>> start

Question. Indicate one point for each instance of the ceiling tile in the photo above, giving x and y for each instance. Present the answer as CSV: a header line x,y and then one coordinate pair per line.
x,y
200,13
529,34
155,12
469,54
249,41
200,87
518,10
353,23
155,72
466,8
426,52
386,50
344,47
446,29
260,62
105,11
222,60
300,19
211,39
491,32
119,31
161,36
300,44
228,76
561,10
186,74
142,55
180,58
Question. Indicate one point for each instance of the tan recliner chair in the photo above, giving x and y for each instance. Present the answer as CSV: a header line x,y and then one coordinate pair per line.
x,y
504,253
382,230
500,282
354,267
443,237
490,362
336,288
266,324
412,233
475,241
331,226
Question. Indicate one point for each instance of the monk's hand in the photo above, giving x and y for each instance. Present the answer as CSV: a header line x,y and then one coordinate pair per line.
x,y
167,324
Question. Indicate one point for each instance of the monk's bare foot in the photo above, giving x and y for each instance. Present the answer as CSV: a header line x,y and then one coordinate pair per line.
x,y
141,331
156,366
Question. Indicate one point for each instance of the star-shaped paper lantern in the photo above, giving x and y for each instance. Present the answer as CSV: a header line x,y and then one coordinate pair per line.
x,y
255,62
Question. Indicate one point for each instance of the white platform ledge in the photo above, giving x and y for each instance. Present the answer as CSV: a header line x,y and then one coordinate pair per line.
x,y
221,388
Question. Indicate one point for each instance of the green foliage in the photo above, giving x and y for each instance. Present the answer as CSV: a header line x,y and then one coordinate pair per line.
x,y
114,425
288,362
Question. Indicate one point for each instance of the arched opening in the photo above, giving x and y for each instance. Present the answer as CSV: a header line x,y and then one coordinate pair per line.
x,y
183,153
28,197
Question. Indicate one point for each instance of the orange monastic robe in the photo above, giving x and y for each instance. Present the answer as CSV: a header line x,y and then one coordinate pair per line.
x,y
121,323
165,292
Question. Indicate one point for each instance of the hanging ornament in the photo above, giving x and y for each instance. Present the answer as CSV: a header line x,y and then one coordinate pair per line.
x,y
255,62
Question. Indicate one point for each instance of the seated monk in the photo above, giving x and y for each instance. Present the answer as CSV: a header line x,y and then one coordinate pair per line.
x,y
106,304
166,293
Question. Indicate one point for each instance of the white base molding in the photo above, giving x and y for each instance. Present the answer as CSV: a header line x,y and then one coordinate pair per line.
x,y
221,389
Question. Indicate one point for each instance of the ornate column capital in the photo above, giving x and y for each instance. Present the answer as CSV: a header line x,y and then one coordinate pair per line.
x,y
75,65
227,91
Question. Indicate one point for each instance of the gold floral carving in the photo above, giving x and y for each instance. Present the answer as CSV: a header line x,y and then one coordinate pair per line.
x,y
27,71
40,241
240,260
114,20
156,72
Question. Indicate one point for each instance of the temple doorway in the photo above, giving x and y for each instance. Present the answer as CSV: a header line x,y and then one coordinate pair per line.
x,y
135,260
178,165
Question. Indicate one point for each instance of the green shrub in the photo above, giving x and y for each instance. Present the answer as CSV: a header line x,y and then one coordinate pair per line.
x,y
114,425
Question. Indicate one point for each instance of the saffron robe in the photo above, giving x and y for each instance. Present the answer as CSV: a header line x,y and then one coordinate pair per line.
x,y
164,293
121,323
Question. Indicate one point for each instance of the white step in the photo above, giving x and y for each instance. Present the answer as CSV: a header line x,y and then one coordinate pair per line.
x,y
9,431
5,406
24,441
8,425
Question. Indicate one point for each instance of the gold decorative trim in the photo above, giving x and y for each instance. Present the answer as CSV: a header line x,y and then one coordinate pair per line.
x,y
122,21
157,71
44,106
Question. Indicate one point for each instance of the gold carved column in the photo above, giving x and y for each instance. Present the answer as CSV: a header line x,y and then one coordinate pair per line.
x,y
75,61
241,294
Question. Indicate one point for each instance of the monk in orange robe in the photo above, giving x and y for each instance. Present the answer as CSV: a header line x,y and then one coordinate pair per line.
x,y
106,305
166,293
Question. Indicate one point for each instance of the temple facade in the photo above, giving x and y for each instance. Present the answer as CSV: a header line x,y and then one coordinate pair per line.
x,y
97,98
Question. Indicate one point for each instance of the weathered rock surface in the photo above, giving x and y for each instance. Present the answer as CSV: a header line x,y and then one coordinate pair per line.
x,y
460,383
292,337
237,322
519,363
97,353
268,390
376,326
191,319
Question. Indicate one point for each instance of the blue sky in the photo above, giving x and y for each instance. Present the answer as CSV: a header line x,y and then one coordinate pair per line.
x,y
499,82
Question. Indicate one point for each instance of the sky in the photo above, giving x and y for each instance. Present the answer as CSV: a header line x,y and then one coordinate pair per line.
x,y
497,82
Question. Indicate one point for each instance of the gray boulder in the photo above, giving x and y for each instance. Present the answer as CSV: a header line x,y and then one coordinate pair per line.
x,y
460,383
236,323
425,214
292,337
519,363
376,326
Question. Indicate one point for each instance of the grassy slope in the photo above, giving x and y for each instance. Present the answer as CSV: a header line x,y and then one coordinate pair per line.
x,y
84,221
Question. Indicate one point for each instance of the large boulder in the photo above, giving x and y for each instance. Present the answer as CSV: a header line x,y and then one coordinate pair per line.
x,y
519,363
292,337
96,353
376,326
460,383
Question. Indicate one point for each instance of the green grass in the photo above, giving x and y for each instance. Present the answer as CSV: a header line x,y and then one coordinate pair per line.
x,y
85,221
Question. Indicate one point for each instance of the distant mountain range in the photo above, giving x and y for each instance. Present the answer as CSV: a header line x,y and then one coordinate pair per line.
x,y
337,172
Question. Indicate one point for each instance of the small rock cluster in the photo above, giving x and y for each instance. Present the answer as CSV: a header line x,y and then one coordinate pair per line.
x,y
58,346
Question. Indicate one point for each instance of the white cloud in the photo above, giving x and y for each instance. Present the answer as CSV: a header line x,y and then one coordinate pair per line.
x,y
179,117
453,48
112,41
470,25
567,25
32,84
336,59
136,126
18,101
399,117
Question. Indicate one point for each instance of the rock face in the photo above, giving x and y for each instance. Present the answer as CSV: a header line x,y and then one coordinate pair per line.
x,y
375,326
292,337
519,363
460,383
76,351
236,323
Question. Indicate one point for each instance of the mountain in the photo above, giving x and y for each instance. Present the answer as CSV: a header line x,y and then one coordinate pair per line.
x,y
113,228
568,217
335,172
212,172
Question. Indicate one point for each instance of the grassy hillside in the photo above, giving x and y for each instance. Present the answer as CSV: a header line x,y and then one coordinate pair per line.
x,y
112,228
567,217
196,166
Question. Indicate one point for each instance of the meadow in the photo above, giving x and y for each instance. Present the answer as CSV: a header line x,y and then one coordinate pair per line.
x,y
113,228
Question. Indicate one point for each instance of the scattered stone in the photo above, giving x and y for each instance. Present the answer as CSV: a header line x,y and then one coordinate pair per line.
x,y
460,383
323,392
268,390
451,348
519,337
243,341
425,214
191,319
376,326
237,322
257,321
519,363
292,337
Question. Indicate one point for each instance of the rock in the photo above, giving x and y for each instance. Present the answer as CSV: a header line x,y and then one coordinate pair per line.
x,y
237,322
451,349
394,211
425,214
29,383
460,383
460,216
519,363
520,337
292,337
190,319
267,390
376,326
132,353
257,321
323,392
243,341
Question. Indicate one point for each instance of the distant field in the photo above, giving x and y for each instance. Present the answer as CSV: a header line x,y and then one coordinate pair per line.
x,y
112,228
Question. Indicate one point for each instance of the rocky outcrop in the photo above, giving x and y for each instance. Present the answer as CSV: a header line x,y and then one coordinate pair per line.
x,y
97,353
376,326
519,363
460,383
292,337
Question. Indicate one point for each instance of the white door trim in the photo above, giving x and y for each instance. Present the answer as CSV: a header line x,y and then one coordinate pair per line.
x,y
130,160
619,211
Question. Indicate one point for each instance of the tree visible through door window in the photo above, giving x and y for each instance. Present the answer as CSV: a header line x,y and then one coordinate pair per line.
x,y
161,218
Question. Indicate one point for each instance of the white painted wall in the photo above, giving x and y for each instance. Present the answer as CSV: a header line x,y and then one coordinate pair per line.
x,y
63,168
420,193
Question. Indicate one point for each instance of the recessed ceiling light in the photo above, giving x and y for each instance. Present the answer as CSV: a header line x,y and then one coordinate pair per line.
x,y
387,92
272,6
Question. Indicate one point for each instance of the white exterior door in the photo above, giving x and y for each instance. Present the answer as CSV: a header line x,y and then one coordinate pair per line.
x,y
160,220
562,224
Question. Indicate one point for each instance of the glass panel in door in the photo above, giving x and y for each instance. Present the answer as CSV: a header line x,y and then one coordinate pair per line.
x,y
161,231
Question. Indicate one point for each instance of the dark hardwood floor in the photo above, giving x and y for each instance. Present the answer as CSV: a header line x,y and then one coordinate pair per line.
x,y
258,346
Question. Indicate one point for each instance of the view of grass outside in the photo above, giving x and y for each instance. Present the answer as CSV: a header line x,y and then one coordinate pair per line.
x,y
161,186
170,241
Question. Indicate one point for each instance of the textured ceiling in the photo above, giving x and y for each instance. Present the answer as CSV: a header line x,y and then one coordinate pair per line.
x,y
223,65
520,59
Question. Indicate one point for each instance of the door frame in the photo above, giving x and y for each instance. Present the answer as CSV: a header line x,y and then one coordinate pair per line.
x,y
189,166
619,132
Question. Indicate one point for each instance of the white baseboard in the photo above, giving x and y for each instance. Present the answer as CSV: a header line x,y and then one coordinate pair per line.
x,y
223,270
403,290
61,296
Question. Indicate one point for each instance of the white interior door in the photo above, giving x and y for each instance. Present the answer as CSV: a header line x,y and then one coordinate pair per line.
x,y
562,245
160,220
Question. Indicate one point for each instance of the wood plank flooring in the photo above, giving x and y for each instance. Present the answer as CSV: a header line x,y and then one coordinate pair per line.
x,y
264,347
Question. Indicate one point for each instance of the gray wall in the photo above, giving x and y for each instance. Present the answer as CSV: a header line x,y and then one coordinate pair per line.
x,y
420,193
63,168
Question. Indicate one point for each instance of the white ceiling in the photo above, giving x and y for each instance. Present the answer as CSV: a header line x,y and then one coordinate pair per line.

>> end

◆ **Exercise aim**: In the entries above, find the line containing "Question. Indicate one point for each instance of the dark". Set down that line and every line after it through the last one, exactly and alone.

◆ **Answer in full**:
Question. Indicate one point for each instance of the dark hardwood floor in the photo above, giving x and y for each instance. Present the answer as CSV: a header line x,y and then one coordinate pair per line.
x,y
258,346
Question. Indicate one point for each instance of the view of grass outside in the photo above, giving x and y for each instance. Present the answer as CSV: a header line x,y and then one coordinate pair per line.
x,y
161,186
170,241
Question. Indicate one point for each instance of the textured ceiling in the photo above, giving x and y for each instance. Present the answer as CSV: a header line x,y and then one coordinate pair per line.
x,y
223,65
520,59
Question. Indicate one point for each instance of the door frame in the photo above, giving x and y for each instance. Present the answer as CSV: a header line x,y and then one coordinate pair per line.
x,y
189,166
619,132
Question. Indicate one point for each instance of the white baseboard in the photo above, giving x and y for each instance. Present the answer as CSV: a header line x,y and then one coordinate pair per line.
x,y
223,270
403,290
61,296
Question. Indicate one point for each instance of the white interior door in the photo above, giving x and y for each instance. Present the answer as CSV: a header line x,y and then one coordinate pair per line.
x,y
562,245
160,220
Question. Indicate one point for each instance of the wood plank flooring in the photo above, giving x and y for each instance. Present the answer as CSV: a header line x,y and then one coordinate pair per line.
x,y
264,347
Question. Indicate one point for each instance of the gray wall in the photo above, giving x and y for each instance. Present the answer as CSV: a header line x,y and then one coordinate pair per line.
x,y
420,193
63,168
Question. Indicate one point for each instance of the white ceiling in the photo above, giving x and y for each instance. Present the answer as CSV: a header line x,y and then one coordinate pair per line.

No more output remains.